**PROVIDED RECORDS**
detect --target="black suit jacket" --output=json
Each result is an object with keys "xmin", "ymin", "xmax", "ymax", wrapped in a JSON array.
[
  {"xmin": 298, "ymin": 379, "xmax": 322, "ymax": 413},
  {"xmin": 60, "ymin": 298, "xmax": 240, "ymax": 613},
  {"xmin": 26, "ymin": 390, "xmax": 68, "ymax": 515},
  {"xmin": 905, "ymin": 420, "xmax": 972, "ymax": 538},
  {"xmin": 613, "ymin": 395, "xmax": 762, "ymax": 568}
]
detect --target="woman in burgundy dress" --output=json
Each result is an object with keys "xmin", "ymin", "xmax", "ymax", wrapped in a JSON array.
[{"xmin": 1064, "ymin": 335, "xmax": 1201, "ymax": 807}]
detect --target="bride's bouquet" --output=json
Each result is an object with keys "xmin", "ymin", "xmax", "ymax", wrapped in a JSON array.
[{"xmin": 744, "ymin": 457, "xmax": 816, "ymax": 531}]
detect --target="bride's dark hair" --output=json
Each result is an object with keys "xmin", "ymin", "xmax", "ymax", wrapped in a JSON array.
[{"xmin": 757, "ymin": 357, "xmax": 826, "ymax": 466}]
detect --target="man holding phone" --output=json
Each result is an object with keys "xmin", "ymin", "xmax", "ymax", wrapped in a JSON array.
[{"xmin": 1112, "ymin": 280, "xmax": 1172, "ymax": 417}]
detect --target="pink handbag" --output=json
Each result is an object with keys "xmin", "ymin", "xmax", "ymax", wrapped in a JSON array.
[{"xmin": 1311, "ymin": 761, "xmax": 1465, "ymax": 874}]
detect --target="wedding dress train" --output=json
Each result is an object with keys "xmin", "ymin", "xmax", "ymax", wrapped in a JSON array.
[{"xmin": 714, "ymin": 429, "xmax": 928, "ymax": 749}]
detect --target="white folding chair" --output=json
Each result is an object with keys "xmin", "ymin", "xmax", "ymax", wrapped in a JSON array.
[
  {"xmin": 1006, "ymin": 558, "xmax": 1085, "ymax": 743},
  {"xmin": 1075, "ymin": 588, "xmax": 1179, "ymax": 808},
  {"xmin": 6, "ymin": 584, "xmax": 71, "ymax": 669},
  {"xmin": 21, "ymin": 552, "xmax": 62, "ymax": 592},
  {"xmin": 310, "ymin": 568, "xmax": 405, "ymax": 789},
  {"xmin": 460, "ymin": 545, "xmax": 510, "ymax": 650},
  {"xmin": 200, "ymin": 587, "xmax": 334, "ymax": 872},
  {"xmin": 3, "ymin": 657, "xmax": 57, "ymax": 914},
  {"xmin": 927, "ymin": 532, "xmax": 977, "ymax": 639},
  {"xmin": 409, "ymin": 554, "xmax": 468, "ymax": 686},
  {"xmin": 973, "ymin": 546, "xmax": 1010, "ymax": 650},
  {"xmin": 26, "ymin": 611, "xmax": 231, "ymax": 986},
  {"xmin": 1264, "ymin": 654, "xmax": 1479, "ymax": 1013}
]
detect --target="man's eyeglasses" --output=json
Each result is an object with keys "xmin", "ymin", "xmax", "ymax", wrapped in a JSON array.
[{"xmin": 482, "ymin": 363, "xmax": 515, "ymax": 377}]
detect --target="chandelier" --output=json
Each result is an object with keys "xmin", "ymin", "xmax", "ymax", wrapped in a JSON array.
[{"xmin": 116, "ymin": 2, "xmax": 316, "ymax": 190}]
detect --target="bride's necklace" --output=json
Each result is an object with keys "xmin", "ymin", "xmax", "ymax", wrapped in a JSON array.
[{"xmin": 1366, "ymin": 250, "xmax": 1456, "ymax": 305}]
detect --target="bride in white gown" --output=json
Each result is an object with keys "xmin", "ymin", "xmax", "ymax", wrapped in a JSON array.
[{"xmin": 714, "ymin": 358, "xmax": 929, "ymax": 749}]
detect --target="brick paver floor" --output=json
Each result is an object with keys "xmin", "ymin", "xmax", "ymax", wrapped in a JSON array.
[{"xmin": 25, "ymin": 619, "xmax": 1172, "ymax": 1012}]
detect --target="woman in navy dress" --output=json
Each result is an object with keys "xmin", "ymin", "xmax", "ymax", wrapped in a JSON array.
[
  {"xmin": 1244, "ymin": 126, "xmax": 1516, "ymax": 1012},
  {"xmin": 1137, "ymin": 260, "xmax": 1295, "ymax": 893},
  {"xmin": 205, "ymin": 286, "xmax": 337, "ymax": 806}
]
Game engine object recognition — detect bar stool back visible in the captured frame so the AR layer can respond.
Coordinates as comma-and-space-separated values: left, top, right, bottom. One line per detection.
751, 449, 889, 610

**TASK DETAILS**
This calls for an exact transcription of every entry above.

**SOLVED EXERCISE**
detect --target="black suit jacket" --output=json
Each result is an object with keys "xmin", "ymin", "xmax", "ymax", wrapped in a JSON array.
[
  {"xmin": 298, "ymin": 379, "xmax": 322, "ymax": 413},
  {"xmin": 60, "ymin": 298, "xmax": 240, "ymax": 613},
  {"xmin": 26, "ymin": 390, "xmax": 68, "ymax": 515},
  {"xmin": 905, "ymin": 420, "xmax": 972, "ymax": 538},
  {"xmin": 613, "ymin": 395, "xmax": 762, "ymax": 568}
]
detect --target="woman in burgundy dress" --output=json
Each result is an object with keys "xmin", "ymin", "xmax", "ymax", wrapped in a JSON array.
[{"xmin": 1064, "ymin": 335, "xmax": 1201, "ymax": 807}]
detect --target="bride's bouquet" --output=json
Each result is an object with keys "xmin", "ymin", "xmax", "ymax", wrapped in a JSON array.
[{"xmin": 744, "ymin": 457, "xmax": 816, "ymax": 531}]
detect --target="bride's dark hair" --output=json
Each result is an object with keys "xmin", "ymin", "xmax", "ymax", wrapped in a JSON array.
[{"xmin": 757, "ymin": 357, "xmax": 826, "ymax": 466}]
detect --target="man holding phone" --output=json
Each result is an object with keys "xmin", "ymin", "xmax", "ymax", wrapped in a JSON array.
[{"xmin": 1112, "ymin": 280, "xmax": 1172, "ymax": 417}]
detect --target="pink handbag" --output=json
Each result is an object with keys "xmin", "ymin", "xmax", "ymax", wrapped in a JSON array.
[{"xmin": 1311, "ymin": 761, "xmax": 1465, "ymax": 874}]
detect --target="wedding dress train" --output=json
Each result is an object with keys "xmin", "ymin", "xmax", "ymax", wrapped in a JSON array.
[{"xmin": 714, "ymin": 429, "xmax": 928, "ymax": 749}]
detect --target="white folding chair" --output=json
Each result is an object with keys "xmin", "ymin", "xmax", "ymax", wrapped in a JSON array.
[
  {"xmin": 1006, "ymin": 558, "xmax": 1085, "ymax": 743},
  {"xmin": 1075, "ymin": 588, "xmax": 1179, "ymax": 808},
  {"xmin": 6, "ymin": 584, "xmax": 71, "ymax": 669},
  {"xmin": 21, "ymin": 552, "xmax": 62, "ymax": 592},
  {"xmin": 310, "ymin": 568, "xmax": 405, "ymax": 789},
  {"xmin": 460, "ymin": 545, "xmax": 510, "ymax": 650},
  {"xmin": 200, "ymin": 587, "xmax": 334, "ymax": 872},
  {"xmin": 3, "ymin": 657, "xmax": 57, "ymax": 914},
  {"xmin": 927, "ymin": 532, "xmax": 977, "ymax": 639},
  {"xmin": 409, "ymin": 554, "xmax": 468, "ymax": 686},
  {"xmin": 973, "ymin": 546, "xmax": 1010, "ymax": 650},
  {"xmin": 26, "ymin": 611, "xmax": 231, "ymax": 986},
  {"xmin": 1264, "ymin": 654, "xmax": 1479, "ymax": 1013}
]
detect --target="man's eyeglasses" --output=json
Each result is an object with keys "xmin", "ymin", "xmax", "ymax", wrapped in a JSON array.
[{"xmin": 482, "ymin": 363, "xmax": 515, "ymax": 377}]
detect --target="chandelier" --output=json
Each result is an object with keys "xmin", "ymin", "xmax", "ymax", wrapped in a JSON array.
[{"xmin": 116, "ymin": 2, "xmax": 316, "ymax": 190}]
detect --target="bride's necklace" --output=json
Each result is an object with keys "xmin", "ymin", "xmax", "ymax", wrapped in a JSON array.
[{"xmin": 1366, "ymin": 250, "xmax": 1456, "ymax": 305}]
detect --target="bride in white gown" --output=json
Each result is an object with keys "xmin", "ymin", "xmax", "ymax", wrapped in a JSON array.
[{"xmin": 714, "ymin": 358, "xmax": 929, "ymax": 749}]
detect --target="brick paver floor" --output=json
Each result is an object with keys "xmin", "ymin", "xmax", "ymax", wrapped in a JSON array.
[{"xmin": 25, "ymin": 619, "xmax": 1172, "ymax": 1012}]
detect --target="woman in navy dress" --output=json
Each result is an object with keys "xmin", "ymin", "xmax", "ymax", wrapped in a JSON array.
[
  {"xmin": 1244, "ymin": 126, "xmax": 1516, "ymax": 1012},
  {"xmin": 1137, "ymin": 260, "xmax": 1295, "ymax": 893},
  {"xmin": 205, "ymin": 286, "xmax": 337, "ymax": 806}
]
Game engine object recognition — detect bar stool back visible in the captured frame so the AR layer can respond.
Coordinates as comma-and-space-separated values: left, top, right, bottom. One line per detection.
751, 449, 889, 610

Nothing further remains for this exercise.